▶ _Prompt_: Begin with the line containing "Tag vinyl siding" and end with the last line of the data below; return those lines exactly, and only those.

▶ _Material provided_:
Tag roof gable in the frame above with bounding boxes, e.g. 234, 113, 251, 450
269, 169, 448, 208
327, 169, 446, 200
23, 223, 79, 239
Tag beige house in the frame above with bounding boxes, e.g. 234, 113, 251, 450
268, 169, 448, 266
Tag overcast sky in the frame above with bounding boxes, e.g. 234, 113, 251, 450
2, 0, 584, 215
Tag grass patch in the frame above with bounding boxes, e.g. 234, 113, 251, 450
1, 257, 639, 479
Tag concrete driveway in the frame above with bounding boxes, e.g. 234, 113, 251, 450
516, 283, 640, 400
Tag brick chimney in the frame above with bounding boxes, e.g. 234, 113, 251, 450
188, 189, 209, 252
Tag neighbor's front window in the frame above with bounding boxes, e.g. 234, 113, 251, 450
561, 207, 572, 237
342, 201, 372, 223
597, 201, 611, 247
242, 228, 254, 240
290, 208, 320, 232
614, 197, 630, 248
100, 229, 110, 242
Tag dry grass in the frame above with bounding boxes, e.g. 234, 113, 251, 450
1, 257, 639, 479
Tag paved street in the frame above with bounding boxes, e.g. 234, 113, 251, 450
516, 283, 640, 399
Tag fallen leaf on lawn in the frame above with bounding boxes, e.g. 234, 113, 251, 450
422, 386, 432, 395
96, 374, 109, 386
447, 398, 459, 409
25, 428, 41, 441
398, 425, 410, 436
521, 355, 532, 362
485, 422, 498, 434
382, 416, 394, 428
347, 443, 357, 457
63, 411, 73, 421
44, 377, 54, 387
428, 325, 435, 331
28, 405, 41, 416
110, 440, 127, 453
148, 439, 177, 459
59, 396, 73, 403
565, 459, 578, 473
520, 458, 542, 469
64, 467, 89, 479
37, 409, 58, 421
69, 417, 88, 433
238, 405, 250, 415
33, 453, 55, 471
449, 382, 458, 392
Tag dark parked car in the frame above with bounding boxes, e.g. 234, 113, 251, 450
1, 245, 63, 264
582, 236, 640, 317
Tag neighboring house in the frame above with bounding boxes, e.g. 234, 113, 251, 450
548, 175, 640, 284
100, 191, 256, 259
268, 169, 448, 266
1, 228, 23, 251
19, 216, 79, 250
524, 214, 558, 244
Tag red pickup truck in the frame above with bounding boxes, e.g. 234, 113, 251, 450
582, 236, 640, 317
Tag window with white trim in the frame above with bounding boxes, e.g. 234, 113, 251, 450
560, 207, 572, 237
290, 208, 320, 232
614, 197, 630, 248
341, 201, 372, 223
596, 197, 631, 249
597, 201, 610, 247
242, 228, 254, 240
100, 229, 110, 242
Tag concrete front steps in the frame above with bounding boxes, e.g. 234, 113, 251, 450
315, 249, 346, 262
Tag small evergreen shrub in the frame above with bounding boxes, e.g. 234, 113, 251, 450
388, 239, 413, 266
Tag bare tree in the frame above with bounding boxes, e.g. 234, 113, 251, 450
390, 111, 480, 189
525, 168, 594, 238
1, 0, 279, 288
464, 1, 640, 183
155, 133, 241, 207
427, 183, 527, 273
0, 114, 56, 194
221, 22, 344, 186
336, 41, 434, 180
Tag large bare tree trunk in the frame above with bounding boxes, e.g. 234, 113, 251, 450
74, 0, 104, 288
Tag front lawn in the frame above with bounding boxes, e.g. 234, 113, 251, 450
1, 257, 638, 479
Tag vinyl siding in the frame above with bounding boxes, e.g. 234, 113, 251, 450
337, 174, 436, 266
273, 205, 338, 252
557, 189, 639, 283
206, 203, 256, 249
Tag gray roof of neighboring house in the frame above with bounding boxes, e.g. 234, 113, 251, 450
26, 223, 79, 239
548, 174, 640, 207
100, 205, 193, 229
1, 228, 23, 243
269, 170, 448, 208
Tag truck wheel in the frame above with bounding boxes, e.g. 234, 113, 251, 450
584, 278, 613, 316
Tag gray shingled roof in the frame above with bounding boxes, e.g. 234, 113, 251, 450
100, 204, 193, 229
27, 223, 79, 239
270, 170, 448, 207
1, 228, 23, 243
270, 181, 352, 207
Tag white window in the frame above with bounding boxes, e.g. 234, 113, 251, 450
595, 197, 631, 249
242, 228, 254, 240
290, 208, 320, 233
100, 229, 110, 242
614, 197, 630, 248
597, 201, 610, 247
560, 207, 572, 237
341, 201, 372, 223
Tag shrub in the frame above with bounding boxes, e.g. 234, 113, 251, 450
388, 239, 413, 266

▶ _Your solution_:
Tag vinyl siding in the frame above with bounding boxes, e.g. 234, 113, 251, 450
337, 174, 436, 266
273, 205, 338, 252
557, 189, 639, 283
206, 203, 256, 249
Tag gray roof of neighboring house in the frame above with bounding boxes, e.g. 234, 113, 251, 450
26, 223, 79, 239
548, 174, 640, 207
100, 205, 193, 229
1, 228, 23, 243
269, 170, 448, 208
Tag truck wheel in the frame above with bounding boxes, e.g. 234, 113, 251, 450
584, 278, 613, 316
Tag gray shingled roof in the frame above with bounding boxes, e.g. 234, 113, 251, 450
100, 204, 193, 229
27, 223, 79, 239
270, 170, 448, 207
1, 228, 23, 243
270, 181, 352, 207
Tag white window in the frame above with bounding boxes, e.g. 234, 113, 251, 450
595, 197, 631, 249
242, 228, 254, 240
290, 208, 320, 233
100, 229, 110, 242
614, 197, 630, 248
597, 201, 610, 247
560, 207, 572, 237
341, 201, 372, 223
Tag shrub in the frame above with bounding boxes, e.g. 234, 113, 251, 450
388, 239, 413, 266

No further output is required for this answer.